INSTRUCTIONS:
a. Translate into Spanish this sentence from the passage on early American elections below: "Selecting presidential candidates in the early republic was very different from the process used today."
b. Extend the passage on early American elections below, beginning right after its last sentence.

PAGE:
>>>
These battles continued into the early nineteenth century, helping to draw lines of political demarcation between the two parties at all levels of government. Republicans gained the ascendancy in the 1800 presidential and congressional elections, which propelled them into national power for the next two decades. Although the minority national party, Federalists remained competitive at all levels of government and, at the local and state levels, even existed as the majority party in some areas. Following the War of 1812, Federalists began to decline at the national level, due in part to their public denouncement of President James Madison and congressional Republicans’ support of the war against Great Britain. The Federalists ran their last presidential candidate in 1816, but they persisted as a significant political power in some states well into the 1820s.³

Prior to the 1824 election, then, two parties—the Federalists and the Republicans—existed, but they lacked the coherent national organization and internal discipline that would emerge during the Jacksonian-era presidential elections. Following the 1824 election, the Federalists continued to fade, and the Republicans split into rival factions that offered competing blueprints for democracy.

Presidential Elections

Selecting presidential candidates in the early republic was very different from the process used today. George Washington ran unopposed in the first two elections, but his decision not to run for a third term highlighted the need for a process to identify presidential candidates. What developed was the congressional caucus nomination. Unlike today, with a caucus/primary system that allows voters to determine presidential nominations, the congressional caucus system limited the decision to the US representatives and senators of the respective parties, who met and chose their preferred nominees.

The congressional caucus may have been used in 1796, but the first conclusive evidence of its existence appeared four years later. In May 1800, Federalist congressmen convened and decided to support President John Adams and South Carolina’s Charles C. Pinckney without giving one a preference to the other. Republicans met that same month and unanimously agreed to support [Aaron] Burr for Vice-President, with Thomas Jefferson the presumptive presidential candidate. Over the next few elections, caucus nominations continued. By 1820, with the Federalist Party significantly weakened, this system appeared to be on its way out. About an attempted caucus meeting to select a vice-presidential nominee to run with incumbent president James Monroe, one Republican noted, Only forty six members, out of two hundred and thirty, attended the Caucus . . . the meeting resolved that it was inexpedient to make any nomination, & then adjourned.

Once presidential candidates were chosen, voter involvement in electing them varied. The Constitution gave state legislatures latitude in determining the assignment of electoral votes. In some cases, state legislatures cast votes without any voter input; in other cases, popular votes determined which candidate received a state’s electoral votes. The timing of election dates also affected voter participation in the process. In 1792, Congress designated that elections should be held within thirty-four days preceding the first Wednesday in December of the election year. (Not until 1845 would the first Tuesday following the first Monday in November become the standardized presidential election day with which Americans today are familiar.) This variance in election dates allowed some states to vote earlier than others. The results of these earlier states usually appeared in newspapers before the final polling day, undoubtedly influencing the decisions of individuals living in states with later voting dates.
<<<
DATA EXCERPTS:
>>>
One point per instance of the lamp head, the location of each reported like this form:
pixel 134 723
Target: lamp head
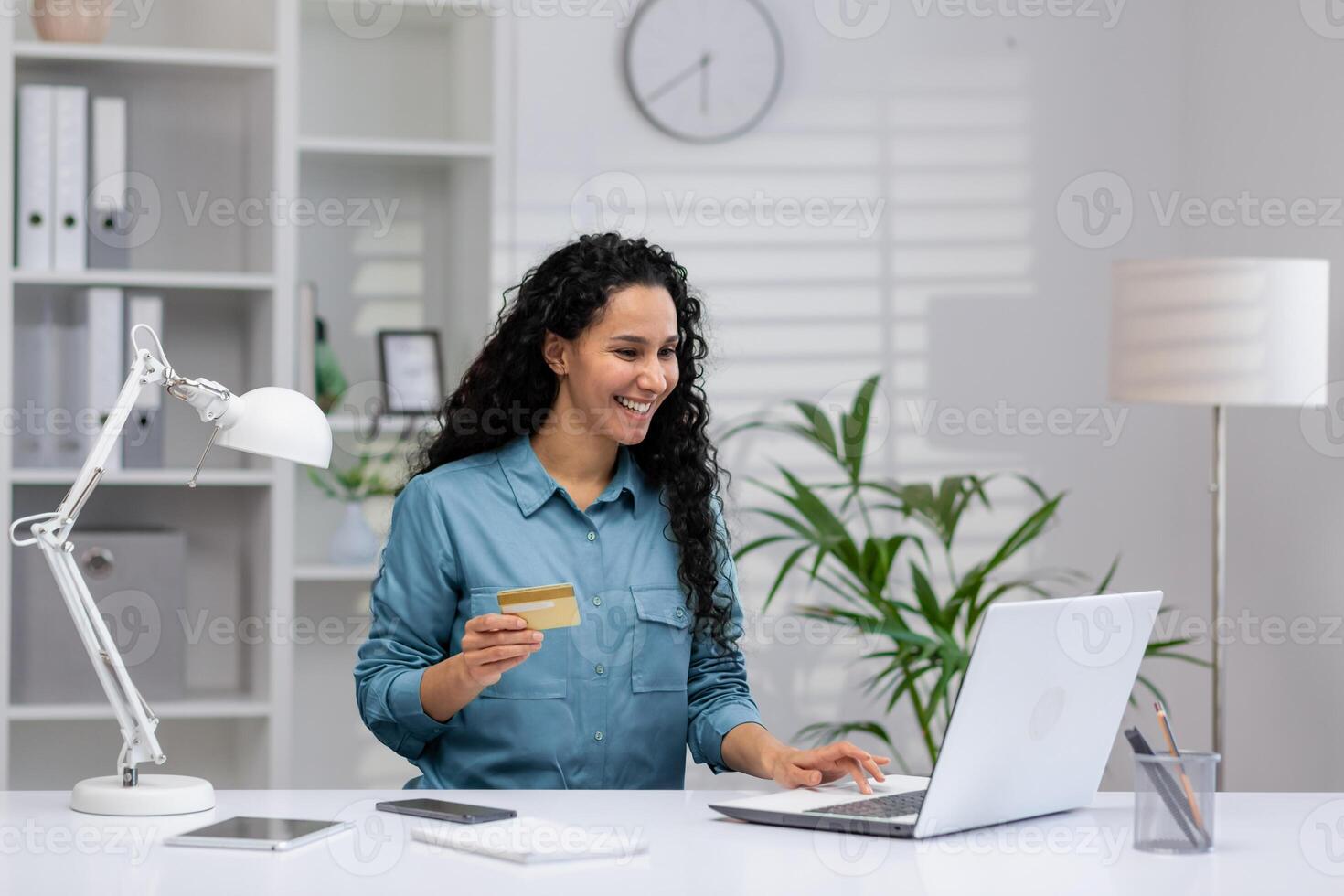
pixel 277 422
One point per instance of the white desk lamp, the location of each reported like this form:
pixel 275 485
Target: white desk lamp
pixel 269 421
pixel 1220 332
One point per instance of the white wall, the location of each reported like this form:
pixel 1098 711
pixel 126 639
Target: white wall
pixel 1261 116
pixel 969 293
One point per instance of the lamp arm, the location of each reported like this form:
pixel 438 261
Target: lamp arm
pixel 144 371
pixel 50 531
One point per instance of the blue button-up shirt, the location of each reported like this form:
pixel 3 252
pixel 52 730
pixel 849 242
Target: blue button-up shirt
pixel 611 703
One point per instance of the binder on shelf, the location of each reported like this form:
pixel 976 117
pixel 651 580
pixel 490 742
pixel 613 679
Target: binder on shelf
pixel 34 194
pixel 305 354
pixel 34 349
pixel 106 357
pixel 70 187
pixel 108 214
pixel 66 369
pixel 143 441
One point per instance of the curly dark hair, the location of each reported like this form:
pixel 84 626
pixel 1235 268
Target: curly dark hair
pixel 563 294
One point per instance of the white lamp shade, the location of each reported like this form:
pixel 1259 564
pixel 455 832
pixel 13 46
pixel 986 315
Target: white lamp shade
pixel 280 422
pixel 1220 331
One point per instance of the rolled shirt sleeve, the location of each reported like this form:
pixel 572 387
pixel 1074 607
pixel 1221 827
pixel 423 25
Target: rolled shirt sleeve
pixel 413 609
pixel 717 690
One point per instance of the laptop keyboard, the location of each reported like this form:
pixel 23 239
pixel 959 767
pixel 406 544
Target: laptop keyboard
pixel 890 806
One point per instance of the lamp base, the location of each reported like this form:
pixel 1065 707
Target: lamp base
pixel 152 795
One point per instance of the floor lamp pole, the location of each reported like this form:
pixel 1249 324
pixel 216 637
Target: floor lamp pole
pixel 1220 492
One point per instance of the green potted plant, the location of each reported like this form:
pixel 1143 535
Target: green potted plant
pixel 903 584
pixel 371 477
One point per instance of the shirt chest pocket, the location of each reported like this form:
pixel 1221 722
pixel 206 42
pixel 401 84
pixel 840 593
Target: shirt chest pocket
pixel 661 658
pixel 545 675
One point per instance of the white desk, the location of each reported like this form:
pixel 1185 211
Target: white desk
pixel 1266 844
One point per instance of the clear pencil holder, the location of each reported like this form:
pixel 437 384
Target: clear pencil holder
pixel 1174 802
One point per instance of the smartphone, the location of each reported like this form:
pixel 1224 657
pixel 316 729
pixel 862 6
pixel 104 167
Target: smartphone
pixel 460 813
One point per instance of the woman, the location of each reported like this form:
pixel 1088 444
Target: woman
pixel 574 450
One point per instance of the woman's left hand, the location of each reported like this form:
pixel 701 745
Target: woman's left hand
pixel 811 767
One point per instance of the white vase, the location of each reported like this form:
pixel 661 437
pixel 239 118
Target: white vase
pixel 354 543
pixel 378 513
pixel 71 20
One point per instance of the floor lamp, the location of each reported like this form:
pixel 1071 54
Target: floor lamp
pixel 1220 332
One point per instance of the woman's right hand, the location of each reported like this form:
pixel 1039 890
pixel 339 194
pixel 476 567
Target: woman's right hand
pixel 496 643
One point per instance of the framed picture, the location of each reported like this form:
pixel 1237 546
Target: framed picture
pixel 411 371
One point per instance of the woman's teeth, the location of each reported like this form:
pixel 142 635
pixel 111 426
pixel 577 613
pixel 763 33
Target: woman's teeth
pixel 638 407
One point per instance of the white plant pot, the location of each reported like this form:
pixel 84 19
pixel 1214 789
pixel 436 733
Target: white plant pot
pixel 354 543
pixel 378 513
<<<
RESPONSES TO THE EXERCISE:
a. La selección de candidatos presidenciales en los inicios de la república era muy distinta del proceso que se utiliza hoy.

b.
Voter Participation

One measure of formal political engagement during the early republic was the voter participation rate, which was largely influenced by eligibility requirements. In 1790, the year of the first census, ten of the original thirteen states required voters to own property in order to cast their ballots. That number totaled nine in 1820, with the ten new states that had entered the Union after 1790 generally not introducing a property-owning requirement for suffrage. Conversely, between 1790 and 1820, states began adding racial exclusions to restrict voting access for African Americans. In the first census, only three states (Georgia, South Carolina, and Virginia) limited voting to whites; thirty years later, fourteen of the twenty-three states specifically disallowed African American suffrage. Women were disenfranchised to an even greater extent. New Jersey was the only state in the early republic to allow women to vote; its property-owning women held that right from 1776 until the legislature took it away in 1807.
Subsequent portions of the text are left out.